──────── Texte fourni ────────

Dans les tranchées, avec les soldats ukrainiens qui combattent à Bakhmout

La journaliste Anastasia Jouk recueille des témoignages bruts de soldats engagés dans le Donbass ukrainien, près de Bakhmout, où se déroulent de violents combats.

Traduit de l’ukrainien par Adrien Beauduin.

Marïnka, Avdiïvka, Vouhledar, Kreminna et Bakhmout ne sont qu’un ensemble de noms de villes qu’on ne garde pas longtemps en tête. Cette guerre semble lointaine. De Paris au point le plus sanglant de la guerre russo-ukrainienne, la ville de Bakhmout, il y a environ 3 000 kilomètres et une trentaine d’heures de voiture. Maintenant, je vais essayer de vous rapprocher de cette guerre.

Mais d’abord, rendons-nous dans une autre ville ukrainienne – Dnipro, qui porte le nom du plus long fleuve d’Ukraine. Environ un million de personnes vivent ici, et la ligne de front ne se trouve qu’à 260 kilomètres. Dnipro a servi de base arrière à l’Ukraine non seulement pendant les dix mois de cette guerre russo-ukrainienne, mais aussi pendant les neuf années où la Russie a mené une guerre hybride contre l’Ukraine dans les régions de Donetsk et de Louhansk. Et les soldats ukrainiens blessés sont amenés ici depuis le front depuis presque une décennie. ‘Suédois’ a également été amené ici.

──────── Données affichées ────────

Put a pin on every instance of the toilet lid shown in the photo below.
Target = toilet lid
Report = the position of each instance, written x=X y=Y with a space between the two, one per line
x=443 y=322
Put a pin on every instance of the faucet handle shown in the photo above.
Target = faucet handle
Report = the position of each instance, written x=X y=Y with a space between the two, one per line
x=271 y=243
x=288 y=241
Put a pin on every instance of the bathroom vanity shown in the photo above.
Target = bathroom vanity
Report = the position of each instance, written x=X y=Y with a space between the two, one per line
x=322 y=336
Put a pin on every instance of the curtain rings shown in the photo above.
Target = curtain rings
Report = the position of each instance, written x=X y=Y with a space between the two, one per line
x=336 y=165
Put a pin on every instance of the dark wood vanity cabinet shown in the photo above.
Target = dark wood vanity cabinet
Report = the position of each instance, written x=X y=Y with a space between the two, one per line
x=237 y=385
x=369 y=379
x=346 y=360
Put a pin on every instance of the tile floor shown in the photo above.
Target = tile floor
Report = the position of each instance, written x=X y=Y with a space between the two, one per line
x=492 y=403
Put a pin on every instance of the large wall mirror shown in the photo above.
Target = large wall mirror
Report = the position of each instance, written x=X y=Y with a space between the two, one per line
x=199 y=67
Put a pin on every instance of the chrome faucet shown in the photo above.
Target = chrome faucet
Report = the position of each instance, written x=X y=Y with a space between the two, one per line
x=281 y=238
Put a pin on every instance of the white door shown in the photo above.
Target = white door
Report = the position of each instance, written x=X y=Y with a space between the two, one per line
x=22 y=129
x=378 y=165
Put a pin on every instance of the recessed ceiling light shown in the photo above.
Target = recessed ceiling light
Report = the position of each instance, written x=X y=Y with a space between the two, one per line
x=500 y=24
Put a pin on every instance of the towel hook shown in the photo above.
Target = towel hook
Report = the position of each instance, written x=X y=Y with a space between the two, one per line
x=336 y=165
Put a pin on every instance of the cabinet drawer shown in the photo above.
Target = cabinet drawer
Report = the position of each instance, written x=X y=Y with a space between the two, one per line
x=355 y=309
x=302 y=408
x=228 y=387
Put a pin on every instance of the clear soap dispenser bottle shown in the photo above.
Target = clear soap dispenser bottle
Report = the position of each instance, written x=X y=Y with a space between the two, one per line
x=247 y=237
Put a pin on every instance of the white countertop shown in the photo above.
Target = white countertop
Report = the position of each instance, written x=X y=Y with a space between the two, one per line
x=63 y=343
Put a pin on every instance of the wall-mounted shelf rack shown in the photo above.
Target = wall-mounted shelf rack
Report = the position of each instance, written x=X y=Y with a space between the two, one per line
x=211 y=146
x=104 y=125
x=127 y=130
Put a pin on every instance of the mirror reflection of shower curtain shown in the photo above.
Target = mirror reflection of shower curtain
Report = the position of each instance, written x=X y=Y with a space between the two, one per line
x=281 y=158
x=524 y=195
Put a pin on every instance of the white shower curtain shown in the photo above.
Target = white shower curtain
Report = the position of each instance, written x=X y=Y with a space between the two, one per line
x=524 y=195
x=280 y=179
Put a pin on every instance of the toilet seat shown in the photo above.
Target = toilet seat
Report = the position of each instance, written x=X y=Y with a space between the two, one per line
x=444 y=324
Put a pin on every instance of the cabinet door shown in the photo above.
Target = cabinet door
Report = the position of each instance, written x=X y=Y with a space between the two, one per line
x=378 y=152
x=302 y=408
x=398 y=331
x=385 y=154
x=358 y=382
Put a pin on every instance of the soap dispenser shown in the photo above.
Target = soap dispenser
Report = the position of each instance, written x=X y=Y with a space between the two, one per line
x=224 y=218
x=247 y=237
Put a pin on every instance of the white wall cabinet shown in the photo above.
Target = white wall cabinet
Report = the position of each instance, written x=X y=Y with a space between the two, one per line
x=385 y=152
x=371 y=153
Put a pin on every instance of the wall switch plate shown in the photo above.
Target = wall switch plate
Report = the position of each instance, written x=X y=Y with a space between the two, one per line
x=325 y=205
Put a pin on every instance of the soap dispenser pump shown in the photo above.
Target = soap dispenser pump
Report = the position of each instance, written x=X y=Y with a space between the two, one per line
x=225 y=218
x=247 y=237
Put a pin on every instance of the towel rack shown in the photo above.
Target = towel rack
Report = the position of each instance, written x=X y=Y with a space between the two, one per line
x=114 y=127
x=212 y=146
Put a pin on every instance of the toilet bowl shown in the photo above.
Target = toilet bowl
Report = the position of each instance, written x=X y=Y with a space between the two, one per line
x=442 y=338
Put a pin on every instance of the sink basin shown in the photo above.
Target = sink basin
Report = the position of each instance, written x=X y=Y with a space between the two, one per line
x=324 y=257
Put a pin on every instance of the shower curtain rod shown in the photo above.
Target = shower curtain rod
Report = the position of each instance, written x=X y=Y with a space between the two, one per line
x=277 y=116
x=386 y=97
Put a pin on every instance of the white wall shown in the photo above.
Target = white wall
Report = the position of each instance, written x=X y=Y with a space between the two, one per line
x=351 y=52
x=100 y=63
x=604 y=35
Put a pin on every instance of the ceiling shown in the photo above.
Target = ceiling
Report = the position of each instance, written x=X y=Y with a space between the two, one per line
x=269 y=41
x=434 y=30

────────

*Tâche demandée*: Traduisez en anglais cette phrase du texte fourni : « Environ un million de personnes vivent ici, et la ligne de front ne se trouve qu’à 260 kilomètres. »

*Réponse attendue*: About one million people live here, and the front line is only 260 kilometers away.